*Work instructions:*
Turn the lines below into a numbered list, starting with the line that contains "Put a marker on every instance of the soccer" and going on through the line that contains "Target: soccer player in striped jersey", both included. List only those lines and omit any blank lines.

Object position labeling lines:

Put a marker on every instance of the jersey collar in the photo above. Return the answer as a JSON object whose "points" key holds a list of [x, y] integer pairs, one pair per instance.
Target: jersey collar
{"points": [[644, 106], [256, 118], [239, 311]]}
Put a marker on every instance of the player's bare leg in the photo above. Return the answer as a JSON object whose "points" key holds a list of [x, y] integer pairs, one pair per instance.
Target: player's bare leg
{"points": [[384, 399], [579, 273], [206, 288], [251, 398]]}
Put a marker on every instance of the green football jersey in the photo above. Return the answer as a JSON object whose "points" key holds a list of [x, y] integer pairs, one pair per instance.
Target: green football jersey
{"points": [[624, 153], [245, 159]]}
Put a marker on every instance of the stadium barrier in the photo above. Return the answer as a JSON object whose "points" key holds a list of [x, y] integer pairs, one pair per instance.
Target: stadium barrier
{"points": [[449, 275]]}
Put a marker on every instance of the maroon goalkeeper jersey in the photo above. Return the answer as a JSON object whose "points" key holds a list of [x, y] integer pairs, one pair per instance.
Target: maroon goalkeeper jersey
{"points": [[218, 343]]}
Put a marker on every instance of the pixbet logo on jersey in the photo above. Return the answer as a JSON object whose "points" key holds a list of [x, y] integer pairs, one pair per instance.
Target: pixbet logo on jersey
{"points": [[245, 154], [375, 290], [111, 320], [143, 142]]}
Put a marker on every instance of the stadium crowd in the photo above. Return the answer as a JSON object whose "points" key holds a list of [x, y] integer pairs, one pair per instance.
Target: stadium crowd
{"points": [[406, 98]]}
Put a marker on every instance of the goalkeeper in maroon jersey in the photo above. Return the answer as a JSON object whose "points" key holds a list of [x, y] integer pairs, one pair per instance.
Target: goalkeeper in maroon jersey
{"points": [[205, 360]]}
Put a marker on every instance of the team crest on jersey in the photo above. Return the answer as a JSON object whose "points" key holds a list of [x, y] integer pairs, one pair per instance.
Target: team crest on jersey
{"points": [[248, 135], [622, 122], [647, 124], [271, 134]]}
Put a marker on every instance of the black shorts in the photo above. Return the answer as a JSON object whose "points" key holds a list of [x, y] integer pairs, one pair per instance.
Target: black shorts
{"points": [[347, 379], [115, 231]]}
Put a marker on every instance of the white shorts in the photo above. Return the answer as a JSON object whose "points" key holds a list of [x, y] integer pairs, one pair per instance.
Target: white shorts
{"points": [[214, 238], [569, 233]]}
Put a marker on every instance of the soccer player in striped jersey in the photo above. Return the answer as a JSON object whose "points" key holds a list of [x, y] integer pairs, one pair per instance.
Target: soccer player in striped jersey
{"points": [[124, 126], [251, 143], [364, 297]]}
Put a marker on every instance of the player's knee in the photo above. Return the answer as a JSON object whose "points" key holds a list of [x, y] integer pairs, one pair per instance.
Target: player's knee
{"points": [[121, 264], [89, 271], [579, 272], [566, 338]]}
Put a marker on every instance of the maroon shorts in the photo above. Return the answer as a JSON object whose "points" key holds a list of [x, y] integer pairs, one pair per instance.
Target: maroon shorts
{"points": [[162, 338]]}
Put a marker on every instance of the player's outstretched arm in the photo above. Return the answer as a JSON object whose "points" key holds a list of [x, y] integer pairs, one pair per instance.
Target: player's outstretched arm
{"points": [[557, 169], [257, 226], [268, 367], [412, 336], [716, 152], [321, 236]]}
* * *
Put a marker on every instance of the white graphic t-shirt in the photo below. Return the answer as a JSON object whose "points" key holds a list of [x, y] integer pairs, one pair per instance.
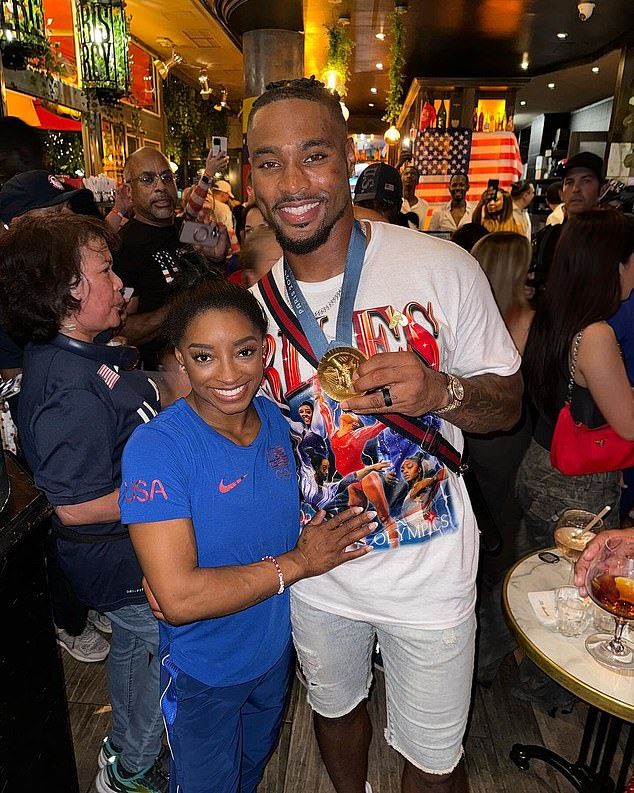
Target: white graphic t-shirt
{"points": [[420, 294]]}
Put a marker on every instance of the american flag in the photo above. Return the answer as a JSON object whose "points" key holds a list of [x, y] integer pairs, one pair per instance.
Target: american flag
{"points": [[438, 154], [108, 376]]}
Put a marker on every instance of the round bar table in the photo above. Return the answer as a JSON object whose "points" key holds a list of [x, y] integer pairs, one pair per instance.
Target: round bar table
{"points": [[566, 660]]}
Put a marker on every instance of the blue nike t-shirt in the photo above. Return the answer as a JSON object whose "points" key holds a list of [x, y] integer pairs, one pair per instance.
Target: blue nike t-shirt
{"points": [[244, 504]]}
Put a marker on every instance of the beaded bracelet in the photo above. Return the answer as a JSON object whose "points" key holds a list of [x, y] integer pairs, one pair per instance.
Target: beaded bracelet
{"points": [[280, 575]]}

*Result below:*
1. Put a marker on every instance of the soccer player in striped jersey in the photo above. Return the answer as a JSON object whose "points" key holds a list of [x, y] integer pairs, one pair per instance.
2. Target: soccer player in striped jersey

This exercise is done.